* [The problem] This exercise calls for an exact copy of the data below.

* [Data entries]
::::::::::

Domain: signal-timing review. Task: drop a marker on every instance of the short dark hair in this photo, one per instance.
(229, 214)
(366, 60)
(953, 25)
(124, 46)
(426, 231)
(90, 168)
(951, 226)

::::::::::

* [Task response]
Domain: signal-timing review. Task: drop a marker on every instance of the short dark hair in this photo, one per instance.
(229, 214)
(366, 60)
(953, 25)
(124, 46)
(426, 231)
(90, 168)
(951, 226)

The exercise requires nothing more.